All-Ireland (sometimes All-Island) refers to all of Ireland, as opposed to the separate jurisdictions of the Republic of Ireland and Northern Ireland. "All-Ireland" is most frequently used to refer to sporting teams or events for the entire island, but also has related meanings in politics and religion.

In sports

Many but far from all sports are organised on an all-Ireland basis.

"All-Ireland" is often used as an abbreviation of All-Ireland Championship, held by sports organised on All-Ireland basis.  In particular:
 All-Ireland Senior Football Championship in Gaelic football
 All-Ireland Senior Hurling Championship in hurling

Many sports are organised on an all-Ireland basis, for example American football, basketball, boxing, cricket, curling, Gaelic games, golf, hockey, lawn bowls, korfball, Quidditch, rugby league and rugby union, in which case the international team is usually referred to simply as "Ireland". Others are organised primarily on an all-Ireland basis, but with both "Ireland" and "Great Britain" international teams, in which case participants from Northern Ireland may opt for either — these include tennis, swimming, athletics, rowing and any events at the Olympics. Some others have separate Northern Ireland and Republic of Ireland organisations and teams, including notably football and snooker.

Similarly, the term may be used in reference to annual competitions in certain traditional music and art forms:

 All-Ireland Fleadh in Irish music (see Fleadh Cheoil)
 All-Ireland Feis in Irish dance
 List of All-Ireland Champions in Traditional Irish music
The All Ireland Talent Show

In religion
It is also used in the title Primate of All Ireland, the senior clergyman in each of the Roman Catholic Church and the Church of Ireland:

 the Roman Catholic Archbishop of Armagh, the Catholic Primate of All Ireland
 the Church of Ireland's Archbishop of Armagh, the Anglican Primate of All Ireland

Most Christian denominations are organised on an All-Ireland basis, with a single organisation for both the Republic of Ireland and Northern Ireland.

**Given material:**

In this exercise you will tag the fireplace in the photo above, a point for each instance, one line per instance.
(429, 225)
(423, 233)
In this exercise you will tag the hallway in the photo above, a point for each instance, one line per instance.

**Things to do:**
a: According to the All-Ireland text, which two sports have separate Northern Ireland and Republic of Ireland organizations and teams?
b: From the All-Ireland text, reproduce the part that opens with the words containing "the Roman Catholic Archbishop" and closes with "both the Republic of Ireland and Northern Ireland.".
c: Translate this sentence from the All-Ireland text into Spanish: "Most Christian denominations are organised on an All-Ireland basis, with a single organisation for both the Republic of Ireland and Northern Ireland."

**Responses in order:**
a: Football and snooker.

b:
the Roman Catholic Archbishop of Armagh, the Catholic Primate of All Ireland
 the Church of Ireland's Archbishop of Armagh, the Anglican Primate of All Ireland

Most Christian denominations are organised on an All-Ireland basis, with a single organisation for both the Republic of Ireland and Northern Ireland.

c: La mayoría de las confesiones cristianas están organizadas a escala de toda Irlanda, con una única organización tanto para la República de Irlanda como para Irlanda del Norte.